Question

to prepare 100ml of M/20 mohr's salt solution as standard solution, find out the molarity and strength of given kmno4 solution​

Answer 1

Final answer: (a) Prepared 100 mL of $\frac{M}{20}$ standard solution Mohr's salt solution.  

(b) (I) Molarity of $KMnO_{4}$ = $\frac{1}{X}$ M  

    (II)Strength of $KMnO_{4}$ =  $\frac{158.034}{X}$  $gL^{-1}$

Given that: We are given Mohr's salt.

To find: We have to find the answers of,

(a) Preparation of 100 mL of  $\frac{M}{20}$ Mohr's salt solution as standard solution.

(b) Molarity and strength of given $KMnO_{4}$ solution.​

Explanation:

a) Preparation of 100 mL of $\frac{M}{20}$ standard solution of Mohr’s salt solution.

• The quantity of Mohr’s salt required for the 100 mL of the solution having a molarity of $\frac{M}{20}$ can be calculated as follows.

Chemical formula of Mohr’s salt = $FeSO_{4}(NH_{4})_{2}.6H_{2}O$

The molar mass of Mohr’s salt = 392.14   $\frac{g}{mol}$

$Molarity of Mohr^{'}s salt = \frac{Number of moles of Mohr^{'}s salt}{Volume of solution in liters} \\\\ Molarity of Mohr^{'}s salt = \frac{(\frac{Weight of Mohr^{'}s salt}{Molar mass of Mohr^{'}s salt})}{Volume of solution in liters}$

$\frac{1}{20} = \frac{Weight of Mohr^{'}s salt}{392.14} * \frac{100}{1000}$

$Weight of Mohr^{'}s salt =$ $[ (Molarity of Mohr^{'}s salt)$ * $(Molar mass of Mohr^{'}s salt)$ * $(Volume of solution in liters)]$

$Weight of Mohr^{'}s salt = [\frac{1}{20} * (392.14) * \frac{100}{1000}] = 1.9607 g$

Mohr salt required for preparing 100 mL of $\frac{M}{20}$ Mohr’s salt solution

       = 1.9607 g

Procedure:

1. Weigh an empty glass bottle using a chemical balance.

═══

SHORT EXERCISE ->
Pull everything from "Final answer: (a)" down to "as standard solution." out of the Mohr's salt thread above, word for word.

GIVEN INFORMATION ->

═══

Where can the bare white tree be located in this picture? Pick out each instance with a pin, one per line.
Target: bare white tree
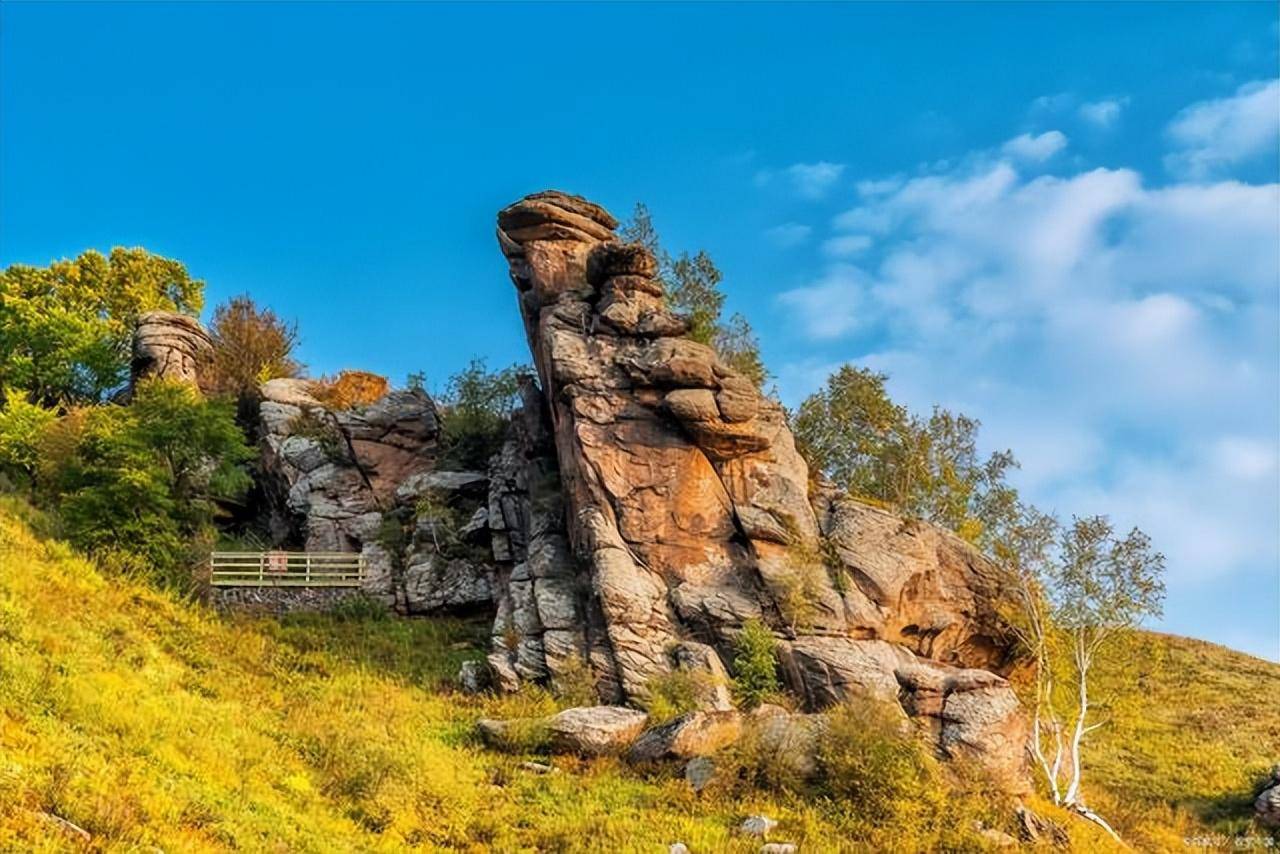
(1066, 603)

═══

ANSWER TO THIS TASK ->
Final answer: (a) Prepared 100 mL of $\frac{M}{20}$ standard solution Mohr's salt solution.  

(b) (I) Molarity of $KMnO_{4}$ = $\frac{1}{X}$ M  

    (II)Strength of $KMnO_{4}$ =  $\frac{158.034}{X}$  $gL^{-1}$

Given that: We are given Mohr's salt.

To find: We have to find the answers of,

(a) Preparation of 100 mL of  $\frac{M}{20}$ Mohr's salt solution as standard solution.